• **To do**
(a) In the passage about the Los Angeles Riots, where was the shoe store that the narrator and their son visited?
(b) Reproduce the passage about the Los Angeles Riots word for word, from "Amid the strangeness" down to "six months later.".

Amid the strangeness of this quasi-war zone, we resumed our daily lives. The kids went back to school and everyone adopted a keep-calm-carry-on attitude. One day several weeks later, my son and I visited a shoe store in the mini-mall at Wilshire and Grammercy, one that carried all the latest sneakers. It was owned by a young Korean couple, and the husband had gone out of his way to be friendly and kind to us. Now we were shocked to see him emerge from the stock room with a bruised face and broken arm, injuries suffered at the hands of looters. He seemed remarkably unembittered, but the business never recovered and closed six months later.
Among the commentary I heard last week, a statement by a Korean-American professor had particular resonance. Before the Riots, she said, Koreans immigrants in Los Angeles always referred to themselves as Koreans. Afterwards they began to refer to themselves as Korean-Americans, seeing themselves as part of the multi-cultural fabric of the city instead of a separate community. Though I hadn’t registered the shift, I remember a series of post-Riots meetings between Korean business owners and members of the African-American community, in which long-simmering cultural differences were discussed for the first time. One source of friction was the Korean store owners’ practice of putting their customers’ change on the counter instead of in their hands. That their customers universally regarded the practice as rude and racist was a revelation to the store owners, who were simply doing what they had done in Korea.

• **Dataset records**
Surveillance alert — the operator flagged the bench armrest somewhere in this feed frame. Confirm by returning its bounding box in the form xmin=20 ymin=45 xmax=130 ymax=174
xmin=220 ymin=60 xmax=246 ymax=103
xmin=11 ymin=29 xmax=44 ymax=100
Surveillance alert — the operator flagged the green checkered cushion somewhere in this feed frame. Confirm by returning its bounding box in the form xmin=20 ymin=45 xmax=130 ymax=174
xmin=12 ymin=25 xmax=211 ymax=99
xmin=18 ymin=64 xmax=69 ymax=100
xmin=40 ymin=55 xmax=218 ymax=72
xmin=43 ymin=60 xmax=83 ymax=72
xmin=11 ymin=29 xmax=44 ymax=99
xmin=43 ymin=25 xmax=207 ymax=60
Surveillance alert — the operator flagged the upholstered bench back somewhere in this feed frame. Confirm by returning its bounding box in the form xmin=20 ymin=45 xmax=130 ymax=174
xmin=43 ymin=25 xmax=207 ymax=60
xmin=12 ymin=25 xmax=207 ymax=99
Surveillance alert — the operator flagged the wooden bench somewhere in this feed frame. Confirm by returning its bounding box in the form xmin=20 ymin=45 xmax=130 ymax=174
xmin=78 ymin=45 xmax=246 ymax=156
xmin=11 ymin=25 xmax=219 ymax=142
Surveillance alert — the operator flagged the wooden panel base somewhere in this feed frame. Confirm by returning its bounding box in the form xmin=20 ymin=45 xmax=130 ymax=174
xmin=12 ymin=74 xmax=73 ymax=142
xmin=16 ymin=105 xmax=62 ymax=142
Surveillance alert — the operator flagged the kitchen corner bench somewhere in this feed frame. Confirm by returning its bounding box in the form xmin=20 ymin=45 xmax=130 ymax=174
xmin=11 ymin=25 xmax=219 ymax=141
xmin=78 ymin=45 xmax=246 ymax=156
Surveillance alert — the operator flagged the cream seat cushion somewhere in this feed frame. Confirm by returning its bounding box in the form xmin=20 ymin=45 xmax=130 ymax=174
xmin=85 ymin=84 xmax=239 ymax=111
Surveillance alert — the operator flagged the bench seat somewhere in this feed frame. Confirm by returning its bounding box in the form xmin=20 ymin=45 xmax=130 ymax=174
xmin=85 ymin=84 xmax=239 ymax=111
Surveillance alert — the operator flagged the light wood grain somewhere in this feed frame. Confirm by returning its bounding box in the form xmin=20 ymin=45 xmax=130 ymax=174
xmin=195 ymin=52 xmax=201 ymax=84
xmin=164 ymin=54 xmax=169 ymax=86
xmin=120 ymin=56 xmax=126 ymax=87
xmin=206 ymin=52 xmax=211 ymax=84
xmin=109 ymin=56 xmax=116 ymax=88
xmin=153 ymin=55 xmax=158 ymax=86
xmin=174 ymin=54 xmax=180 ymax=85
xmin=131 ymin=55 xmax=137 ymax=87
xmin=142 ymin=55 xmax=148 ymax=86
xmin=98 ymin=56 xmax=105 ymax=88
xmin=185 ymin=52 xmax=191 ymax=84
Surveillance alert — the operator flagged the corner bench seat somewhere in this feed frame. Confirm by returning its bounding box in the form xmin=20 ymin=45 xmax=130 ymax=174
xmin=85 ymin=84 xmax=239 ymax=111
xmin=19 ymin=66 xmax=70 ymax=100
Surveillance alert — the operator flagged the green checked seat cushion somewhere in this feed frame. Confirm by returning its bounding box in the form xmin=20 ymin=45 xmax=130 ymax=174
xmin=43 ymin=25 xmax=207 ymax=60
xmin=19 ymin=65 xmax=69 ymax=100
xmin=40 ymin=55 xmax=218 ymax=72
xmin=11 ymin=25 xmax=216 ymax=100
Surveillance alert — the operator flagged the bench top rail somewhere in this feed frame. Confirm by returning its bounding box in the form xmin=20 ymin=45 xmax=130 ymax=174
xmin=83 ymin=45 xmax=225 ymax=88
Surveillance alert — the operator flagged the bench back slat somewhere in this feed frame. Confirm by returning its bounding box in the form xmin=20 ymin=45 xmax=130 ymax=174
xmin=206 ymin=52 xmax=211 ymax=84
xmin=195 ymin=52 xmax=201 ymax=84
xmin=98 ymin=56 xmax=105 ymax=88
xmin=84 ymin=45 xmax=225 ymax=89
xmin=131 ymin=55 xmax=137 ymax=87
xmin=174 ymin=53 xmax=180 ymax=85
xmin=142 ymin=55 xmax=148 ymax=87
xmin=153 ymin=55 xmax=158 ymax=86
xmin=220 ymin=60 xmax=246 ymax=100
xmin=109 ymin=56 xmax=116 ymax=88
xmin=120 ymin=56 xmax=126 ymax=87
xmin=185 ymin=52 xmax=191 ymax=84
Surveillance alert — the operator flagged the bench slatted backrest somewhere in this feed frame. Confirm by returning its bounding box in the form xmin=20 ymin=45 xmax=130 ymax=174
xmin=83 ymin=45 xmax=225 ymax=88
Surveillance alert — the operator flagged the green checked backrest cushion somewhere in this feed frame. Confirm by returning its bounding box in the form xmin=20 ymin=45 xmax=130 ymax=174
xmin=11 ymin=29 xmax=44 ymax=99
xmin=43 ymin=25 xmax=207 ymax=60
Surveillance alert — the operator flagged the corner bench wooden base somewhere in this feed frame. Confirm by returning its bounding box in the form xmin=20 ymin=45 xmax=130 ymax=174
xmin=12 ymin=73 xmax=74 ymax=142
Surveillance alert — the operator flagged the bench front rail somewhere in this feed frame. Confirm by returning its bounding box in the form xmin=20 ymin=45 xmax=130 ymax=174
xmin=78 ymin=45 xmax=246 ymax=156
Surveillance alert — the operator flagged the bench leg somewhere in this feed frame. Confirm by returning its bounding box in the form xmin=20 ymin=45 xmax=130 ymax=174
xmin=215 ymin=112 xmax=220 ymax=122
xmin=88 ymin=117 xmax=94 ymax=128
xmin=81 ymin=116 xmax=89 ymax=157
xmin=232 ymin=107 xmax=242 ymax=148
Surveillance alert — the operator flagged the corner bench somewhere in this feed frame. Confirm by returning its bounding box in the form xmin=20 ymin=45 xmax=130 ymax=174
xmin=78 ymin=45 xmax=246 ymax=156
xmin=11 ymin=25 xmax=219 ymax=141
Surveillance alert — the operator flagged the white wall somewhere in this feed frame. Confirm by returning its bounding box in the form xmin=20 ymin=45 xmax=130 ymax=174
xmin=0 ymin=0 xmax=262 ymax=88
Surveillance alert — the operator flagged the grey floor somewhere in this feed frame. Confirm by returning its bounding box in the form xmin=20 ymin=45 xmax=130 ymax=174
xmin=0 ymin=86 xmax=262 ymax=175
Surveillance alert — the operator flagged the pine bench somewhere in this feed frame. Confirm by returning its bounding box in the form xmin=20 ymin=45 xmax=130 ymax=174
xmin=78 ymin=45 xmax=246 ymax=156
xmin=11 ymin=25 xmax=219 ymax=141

• **Numbered responses**
(a) In the mini-mall at Wilshire and Grammercy.

(b)
Amid the strangeness of this quasi-war zone, we resumed our daily lives. The kids went back to school and everyone adopted a keep-calm-carry-on attitude. One day several weeks later, my son and I visited a shoe store in the mini-mall at Wilshire and Grammercy, one that carried all the latest sneakers. It was owned by a young Korean couple, and the husband had gone out of his way to be friendly and kind to us. Now we were shocked to see him emerge from the stock room with a bruised face and broken arm, injuries suffered at the hands of looters. He seemed remarkably unembittered, but the business never recovered and closed six months later.